EXERCISE TEXT:
Town allegedly submitting fake documents for COVID-19 money among auditor general's findings

Denise Hanrahan, Newfoundland and Labrador's auditor general, delivered her annual report Thursday, reporting potential government fraud and unused COVID-19 relief funds. (Patrick Butler/Radio-Canada - image credit)
Denise Hanrahan, Newfoundland and Labrador's auditor general, delivered her annual report Thursday, reporting potential government fraud and unused COVID-19 relief funds. (Patrick Butler/Radio-Canada - image credit)
Patrick Butler/Radio-Canada
Patrick Butler/Radio-Canada

A Newfoundland and Labrador town submitted allegedly phoney paperwork to receive COVID-19 stimulus funding, according to the provincial auditor general's annual report, which details several instances of potential government fraud.

Denise Hanrahan's report, released Thursday, lists numerous instances of potential fraud as reported by provincial government departments, such as unnamed municipality that was approved for a project with funding from a COVID-19 stimulus program.

"During the final report process for reimbursement, the town submitted allegedly fraudulent invoices and proof of payment," reads the report. No work had been done on the project, according to the report, and the town returned all payments. The Department of Municipal Affairs is planning a special inspection into the matter.

The report doesn't say how much was paid to the town, but the program involved offered municipalities up to $150,000 being offered to municipalities to repair community buildings or to fund projects that support residents' well-being, such as upgrading walking trails.

The  report offers no further details on the incident with the Town but does list several other allegations of fraud by recipients of government funding. Another allegation surrounding COVID stimulus money involves the province's Artist Support program. That program offered $3,000 to professional artists for lost revenue and opportunities. Hanrahan's report said 29 applications had misleading information, and while most of those were identified and cancelled, some went through. "In 2020-21, four applications were paid to suspected irregular applicants, and in 2021-22, ten applications were paid."

Other instances of fraud reported by government departments

  • In January, the Department of Education reported that stolen identities had been used apply for student financial assistance. A review found that 28 potentially fraudulent applications had been received and were being processed. "Some applications made it through all steps of the application process, resulting in both federal and provincial student financial assistance being issued totalling in excess of $54,000." The matter is under investigation.

  • The Executive Council reported potential group insurance fraud by an employee, with the insurance provider finding 43 fraudulent claims by an employee from 2015 to 2020.

  • The Department of Tourism, Culture, Arts and Recreation reported multiple instances of suspected fraud of its artist support program, with 29 applications that appeared to contain misleading or misrepresented information. Most of the applications were cancelled before payments were made, but in 2020-21, four applications resulted in payments to "suspected irregular applicants." in 2021-22, payments were made to 10 irregular applications.

  • The Department of Health and Community Services reported an employee appeared to be working with another organization while receiving sick leave benefits from the provincial government..

WHAT TO WORK ON:
(A) Summarize the article about the auditor general's findings in two sentences.
(B) Please say whether each statement agrees with the article about the auditor general's findings, answering yes or no and quoting the words that decide it: (i) The report states how much was paid to the town. (ii) The Artist Support program offered $3,000 to professional artists. (iii) The town kept part of the payments it received.
Draw only on the article about the auditor general's findings when answering.

GIVEN DATA:
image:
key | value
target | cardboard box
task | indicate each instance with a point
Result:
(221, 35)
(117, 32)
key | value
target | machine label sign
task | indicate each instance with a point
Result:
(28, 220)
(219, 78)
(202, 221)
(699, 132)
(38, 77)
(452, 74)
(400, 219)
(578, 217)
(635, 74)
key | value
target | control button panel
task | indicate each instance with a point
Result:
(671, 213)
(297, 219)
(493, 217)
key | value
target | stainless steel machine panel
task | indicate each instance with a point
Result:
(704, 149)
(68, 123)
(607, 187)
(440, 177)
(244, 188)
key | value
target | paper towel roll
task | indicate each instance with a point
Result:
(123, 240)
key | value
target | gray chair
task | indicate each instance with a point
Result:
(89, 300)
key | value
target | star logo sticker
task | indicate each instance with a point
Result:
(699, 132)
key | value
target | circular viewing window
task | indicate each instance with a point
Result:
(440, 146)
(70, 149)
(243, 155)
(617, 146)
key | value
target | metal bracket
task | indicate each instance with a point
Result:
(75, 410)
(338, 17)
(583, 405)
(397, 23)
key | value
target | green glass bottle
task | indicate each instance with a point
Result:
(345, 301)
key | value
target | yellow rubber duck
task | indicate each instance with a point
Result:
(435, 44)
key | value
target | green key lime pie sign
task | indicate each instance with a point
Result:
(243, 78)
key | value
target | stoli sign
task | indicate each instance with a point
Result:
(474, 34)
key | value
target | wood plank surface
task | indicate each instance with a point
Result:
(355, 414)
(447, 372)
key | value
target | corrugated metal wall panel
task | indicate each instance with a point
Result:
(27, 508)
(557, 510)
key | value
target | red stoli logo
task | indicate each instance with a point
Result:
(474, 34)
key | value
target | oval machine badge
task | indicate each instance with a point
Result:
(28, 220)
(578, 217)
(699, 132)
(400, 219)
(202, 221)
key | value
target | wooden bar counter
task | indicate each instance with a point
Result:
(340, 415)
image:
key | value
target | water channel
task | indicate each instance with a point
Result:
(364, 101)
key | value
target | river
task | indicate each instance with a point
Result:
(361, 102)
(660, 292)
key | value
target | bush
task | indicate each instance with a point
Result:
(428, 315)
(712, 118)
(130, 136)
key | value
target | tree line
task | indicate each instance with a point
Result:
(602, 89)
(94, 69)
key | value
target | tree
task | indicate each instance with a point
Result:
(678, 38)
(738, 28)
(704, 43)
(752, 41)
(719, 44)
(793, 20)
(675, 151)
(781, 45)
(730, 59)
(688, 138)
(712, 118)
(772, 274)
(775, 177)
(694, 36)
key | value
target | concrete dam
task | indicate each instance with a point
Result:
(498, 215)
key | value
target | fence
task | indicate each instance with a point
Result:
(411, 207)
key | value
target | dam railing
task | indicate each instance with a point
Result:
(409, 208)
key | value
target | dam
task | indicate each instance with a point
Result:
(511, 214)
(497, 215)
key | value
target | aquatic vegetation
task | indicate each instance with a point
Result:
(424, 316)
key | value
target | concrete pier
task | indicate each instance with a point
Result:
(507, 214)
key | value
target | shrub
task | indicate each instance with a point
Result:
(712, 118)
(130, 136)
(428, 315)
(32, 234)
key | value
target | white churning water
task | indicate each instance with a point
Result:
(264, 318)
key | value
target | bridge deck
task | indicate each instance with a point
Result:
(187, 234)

TASK-BY-TASK OUTPUTS:
(A) Newfoundland and Labrador's auditor general, Denise Hanrahan, released an annual report Thursday listing potential fraud reported by provincial government departments, including an unnamed town that allegedly submitted fraudulent invoices and proof of payment for COVID-19 stimulus funding and then returned all payments. Other cases include misleading applications to the Artist Support program, stolen identities used to apply for student financial assistance, and 43 fraudulent group insurance claims by an employee.

(B)
(i) No: "The report doesn't say how much was paid to the town"
(ii) Yes: "That program offered $3,000 to professional artists for lost revenue and opportunities."
(iii) No: "the town returned all payments."